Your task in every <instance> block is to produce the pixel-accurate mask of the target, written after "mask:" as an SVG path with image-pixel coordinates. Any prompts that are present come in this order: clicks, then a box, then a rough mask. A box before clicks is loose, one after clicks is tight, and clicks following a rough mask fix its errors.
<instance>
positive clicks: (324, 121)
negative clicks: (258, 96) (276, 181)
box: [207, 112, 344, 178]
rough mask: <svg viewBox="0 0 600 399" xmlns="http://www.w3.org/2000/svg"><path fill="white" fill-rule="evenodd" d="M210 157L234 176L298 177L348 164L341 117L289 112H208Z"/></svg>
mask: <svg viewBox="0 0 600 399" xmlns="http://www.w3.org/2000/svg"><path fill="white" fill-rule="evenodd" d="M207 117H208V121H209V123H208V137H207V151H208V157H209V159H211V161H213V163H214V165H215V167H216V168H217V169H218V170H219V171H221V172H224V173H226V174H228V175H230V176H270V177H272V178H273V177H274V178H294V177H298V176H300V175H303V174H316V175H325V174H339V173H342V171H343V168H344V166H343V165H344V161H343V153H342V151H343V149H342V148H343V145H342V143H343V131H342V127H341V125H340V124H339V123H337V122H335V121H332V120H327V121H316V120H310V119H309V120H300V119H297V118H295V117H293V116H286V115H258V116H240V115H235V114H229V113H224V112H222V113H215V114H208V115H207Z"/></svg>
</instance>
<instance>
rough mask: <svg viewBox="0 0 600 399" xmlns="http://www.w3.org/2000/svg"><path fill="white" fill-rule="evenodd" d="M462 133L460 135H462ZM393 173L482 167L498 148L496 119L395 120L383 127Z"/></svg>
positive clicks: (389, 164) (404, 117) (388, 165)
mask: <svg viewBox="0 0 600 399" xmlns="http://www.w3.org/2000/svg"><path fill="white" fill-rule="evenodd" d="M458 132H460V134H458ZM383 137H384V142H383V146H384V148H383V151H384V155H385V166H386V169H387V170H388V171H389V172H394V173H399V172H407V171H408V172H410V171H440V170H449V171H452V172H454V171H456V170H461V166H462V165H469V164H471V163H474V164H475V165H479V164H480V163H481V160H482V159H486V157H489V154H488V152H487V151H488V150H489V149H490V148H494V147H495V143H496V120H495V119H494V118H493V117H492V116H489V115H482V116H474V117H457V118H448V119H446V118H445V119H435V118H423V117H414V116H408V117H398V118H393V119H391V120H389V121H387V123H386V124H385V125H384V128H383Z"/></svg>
════════════════════
### TASK DIRECTIONS
Transcribe the listing above verbatim.

### EXERCISE RESPONSE
Your task in every <instance> block is to produce the pixel-accurate mask of the target, written after "mask:" as an SVG path with image-pixel coordinates. Any prompts that are present come in this order: clicks, then a box, then a rough mask. A box before clicks is loose, one after clicks is tight, and clicks following a rough mask fix its errors.
<instance>
positive clicks: (324, 121)
negative clicks: (258, 96) (276, 181)
box: [207, 112, 344, 178]
rough mask: <svg viewBox="0 0 600 399" xmlns="http://www.w3.org/2000/svg"><path fill="white" fill-rule="evenodd" d="M210 157L234 176L298 177L348 164L341 117L289 112H208Z"/></svg>
mask: <svg viewBox="0 0 600 399" xmlns="http://www.w3.org/2000/svg"><path fill="white" fill-rule="evenodd" d="M207 117H208V121H209V123H208V137H207V151H208V157H209V159H211V161H213V163H214V165H215V167H216V168H217V169H218V170H219V171H221V172H224V173H226V174H228V175H230V176H270V177H272V178H273V177H274V178H294V177H298V176H300V175H303V174H316V175H325V174H339V173H342V171H343V168H344V166H343V165H344V161H343V153H342V151H343V149H342V148H343V145H342V143H343V131H342V127H341V125H340V124H339V123H337V122H335V121H332V120H327V121H316V120H310V119H309V120H300V119H297V118H295V117H293V116H286V115H258V116H240V115H235V114H229V113H224V112H222V113H215V114H208V115H207Z"/></svg>
</instance>
<instance>
rough mask: <svg viewBox="0 0 600 399" xmlns="http://www.w3.org/2000/svg"><path fill="white" fill-rule="evenodd" d="M462 133L460 135H462ZM393 173L482 167L498 148L496 119L395 120L383 127Z"/></svg>
positive clicks: (389, 164) (404, 117) (388, 165)
mask: <svg viewBox="0 0 600 399" xmlns="http://www.w3.org/2000/svg"><path fill="white" fill-rule="evenodd" d="M458 132H460V134H458ZM383 137H384V142H383V146H384V148H383V151H384V155H385V166H386V169H387V170H388V171H389V172H394V173H399V172H407V171H408V172H410V171H440V170H449V171H452V172H454V171H456V170H461V166H462V165H469V164H471V163H474V164H475V165H479V164H480V163H481V160H482V159H486V157H489V154H488V152H487V151H488V150H489V149H490V148H494V147H495V143H496V120H495V119H494V118H493V117H492V116H489V115H482V116H474V117H457V118H448V119H446V118H445V119H435V118H423V117H414V116H408V117H398V118H393V119H391V120H389V121H387V123H386V124H385V125H384V128H383Z"/></svg>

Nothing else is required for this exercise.